## Provided information
**********

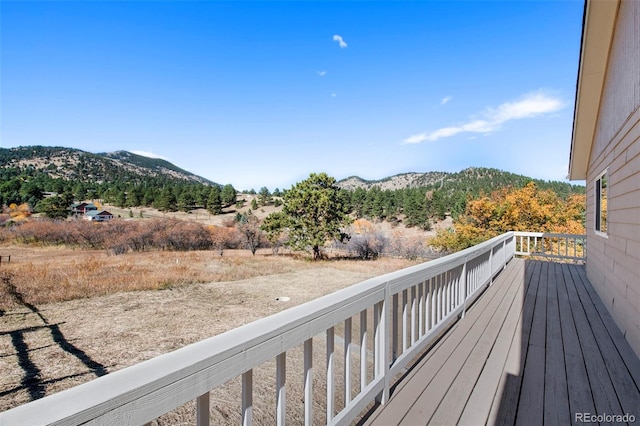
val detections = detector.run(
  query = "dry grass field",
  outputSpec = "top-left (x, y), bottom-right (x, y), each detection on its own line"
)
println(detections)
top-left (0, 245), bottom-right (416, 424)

**********

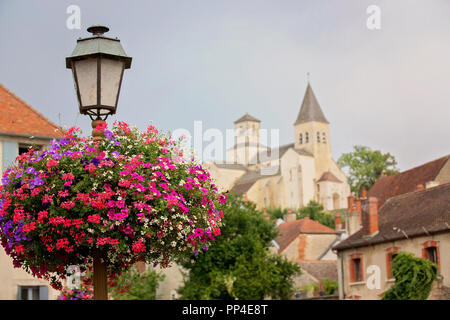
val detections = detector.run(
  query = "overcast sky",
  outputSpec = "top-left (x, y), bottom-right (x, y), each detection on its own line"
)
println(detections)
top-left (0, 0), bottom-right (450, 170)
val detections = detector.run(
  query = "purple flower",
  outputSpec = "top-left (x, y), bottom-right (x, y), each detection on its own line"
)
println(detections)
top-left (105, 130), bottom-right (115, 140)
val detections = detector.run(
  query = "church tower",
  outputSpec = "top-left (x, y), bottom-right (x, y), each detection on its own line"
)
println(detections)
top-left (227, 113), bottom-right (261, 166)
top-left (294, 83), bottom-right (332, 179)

**********

Can you show, in full, every line above that contains the word "query"?

## Output of the exercise
  query = "dry grass field",
  query = "overcast sky",
  query = "purple flower",
  query = "church tower",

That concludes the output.